Cuplikan Teks:
______
Jenis sistrum yang terdapat di Biak disebut sistrum hiu. Di Sentani dan Teluk Humboldt, instrumen musikal ini dibuat dari rangkaian buah kering atau kulit kerang tertentu yang menghasilkan bunyi kertak-kertuk, kertak-kertak, atau giring-giring. Rangkaian ini bergelantungan seperti mangga berukuran kecil dan diikat pada suatu tangkai atau batang atau dari beberapa kulit kerang yang dikaitkan melalui seutas tali kecil pada tali pengikat di badan, menghasilkan bunyi tadi ketika pemakainya barangkali menari. Apakah sistrum hiu sama dengan yang dipakai di Sentani dan Teluk Humboldt? Kunst tidak merinci penjelasannya. Tampaknya, instrumen perkusi ini dibuat dari rangkaian kulit kerang dengan ujung yang tajam yang mengingatkan kita pada gigi ikan hiu; karena itu, ia disebut "sistrum hiu." Di Biak, sistrum hiu disebut sekekas atau tobek.

Sistrum hiu tidak khas Biak. Ia terdapat juga dengan berbagai nama di kawasan lain di Hindia Belanda, seperti orok-orok di Pulau Bangka dan uruk-uruk di Pulau Natuna. Ia terdapat juga di Kepulauan Kei, Maluku Tenggara; tapi namanya tidak disebutkan Kunst.

Di samping sistrum hiu, penduduk Biak memakai juga harpa yahudi, disebut songer. Alat musik ini dibuat dari bambu atau dari kulit keras sejenis pohon palma yang bertumbuh liar di hutan.

Suatu variasi sistrum yang dipakai khusus oleh wanita di Biak untuk menari disebut korobow. Ia terdiri dari serangkai kulit kerang yang disatukan pada seutas tali yang dikalungkan di leher para wanita. Ketika menari, rangkaian kulit kerang itu menghasilkan bunyi kertak-kertuk.

Selain itu, para penari lelaki di Biak memakai tongkat dan tombak untuk tarian tradisionalnya. Tongkat dan tombak itu diketuk-ketuk secara ritmik - misalnya, di lantai rumah panggung dekat laut - untuk mengiringi tarian mereka.

Sebagaimana lazimnya di Teluk Geelvink, suku Biak-Numfor pun memakai gong sebagai alat musik lain. Dr. J. Kunst menduga gong diimpor dari luar Nieuw Guinea, boleh jadi dari Tidore di Maluku Utara antara abad ke-16 dan awal abad ke-20.
______
Data Mentah:
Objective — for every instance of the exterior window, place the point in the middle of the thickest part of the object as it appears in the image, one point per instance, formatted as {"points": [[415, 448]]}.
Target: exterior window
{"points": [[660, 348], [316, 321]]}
______
Ketentuan Tugas:
(a) Menurut teks tentang alat musik Biak, apa nama harpa yahudi di Biak?
(b) Dalam teks tentang alat musik Biak, mengapa instrumen perkusi itu disebut "sistrum hiu"?
(c) Teruskan teks tentang alat musik Biak mulai dari kalimat terakhirnya.

Jawaban Tiap Tugas:
(a) Di Biak, harpa yahudi disebut songer.

(b) Tampaknya, instrumen itu dibuat dari rangkaian kulit kerang yang ujungnya tajam. Ujung tajam itu mengingatkan pada gigi ikan hiu, jadi namanya "sistrum hiu."

(c)
Tidak ketinggalan tifa dengan berbagai ukuran, bentuk, ukiran, dan kualitas bunyi yang dipakai secara luas di Nieuw Guinea dipakai juga di Biak-Numfor. Bermacam-macam tifa ini diberi bermacam-macam nama di Kepulauan Biak-Numfor dan kawasan imigrasinya di Raja Ampat. Ada, misalnya, timur, tiban, imbah, sadip atau sandip, silip, alip, hirere, dan roiberok.

Kordofon, alat musikal yang menghasilkan bunyinya melalui dawai yang bergetar, dan terdapat juga di Biak-Numfor, menunjukkan pengaruh dari Maluku. Ada sejenis kecapi berdawai satu asal Maluku yang dipakai di kawasan ini dan disebut arababu. Terdapat juga alat musik berdawai satu yang dibuat dari bambu dan menghasilkan vibrasinya dari bambu itu yang disebut mambabores.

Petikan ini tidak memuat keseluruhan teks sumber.